SET TASK:
Count the lines below that contain the word "between" and reply with only that number.

-- start of MATERIAL FOR THIS EXERCISE --

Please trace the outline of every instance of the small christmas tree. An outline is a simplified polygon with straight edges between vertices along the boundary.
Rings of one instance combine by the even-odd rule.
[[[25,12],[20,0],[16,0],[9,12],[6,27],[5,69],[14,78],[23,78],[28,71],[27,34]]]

-- end of MATERIAL FOR THIS EXERCISE --
-- start of MATERIAL FOR THIS EXERCISE --

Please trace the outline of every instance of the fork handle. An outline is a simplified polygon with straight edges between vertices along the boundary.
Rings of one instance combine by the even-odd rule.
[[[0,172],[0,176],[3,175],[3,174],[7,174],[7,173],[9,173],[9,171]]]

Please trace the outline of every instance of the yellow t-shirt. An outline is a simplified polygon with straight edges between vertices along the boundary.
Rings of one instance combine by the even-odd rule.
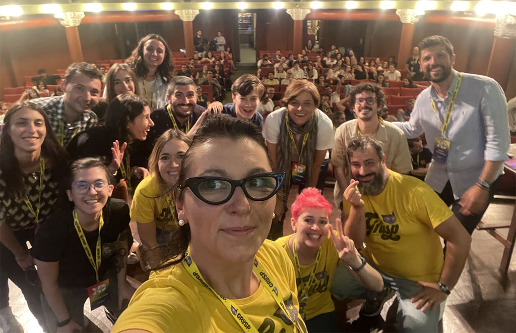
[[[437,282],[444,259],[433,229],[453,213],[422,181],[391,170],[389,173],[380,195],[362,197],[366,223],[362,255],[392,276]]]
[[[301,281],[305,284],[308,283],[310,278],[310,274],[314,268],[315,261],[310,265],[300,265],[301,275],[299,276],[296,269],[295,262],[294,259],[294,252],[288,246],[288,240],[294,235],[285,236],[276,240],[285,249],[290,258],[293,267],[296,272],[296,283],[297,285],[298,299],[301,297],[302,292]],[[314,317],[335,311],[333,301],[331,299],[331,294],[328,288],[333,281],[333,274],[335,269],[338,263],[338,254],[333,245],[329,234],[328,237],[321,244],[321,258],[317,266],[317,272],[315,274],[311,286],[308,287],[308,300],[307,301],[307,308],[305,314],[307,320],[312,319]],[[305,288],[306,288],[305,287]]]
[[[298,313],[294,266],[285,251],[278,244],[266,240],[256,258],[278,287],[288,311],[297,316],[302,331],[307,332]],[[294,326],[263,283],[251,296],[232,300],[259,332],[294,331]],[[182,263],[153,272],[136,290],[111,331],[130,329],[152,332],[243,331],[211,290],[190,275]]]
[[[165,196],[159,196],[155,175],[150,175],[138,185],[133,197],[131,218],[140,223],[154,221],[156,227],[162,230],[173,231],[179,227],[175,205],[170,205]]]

-- end of MATERIAL FOR THIS EXERCISE --
-- start of MATERIAL FOR THIS EXERCISE --

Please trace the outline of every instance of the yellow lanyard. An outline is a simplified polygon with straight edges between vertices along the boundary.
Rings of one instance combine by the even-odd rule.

-- end of MATERIAL FOR THIS EXERCISE --

TASK RESULT:
4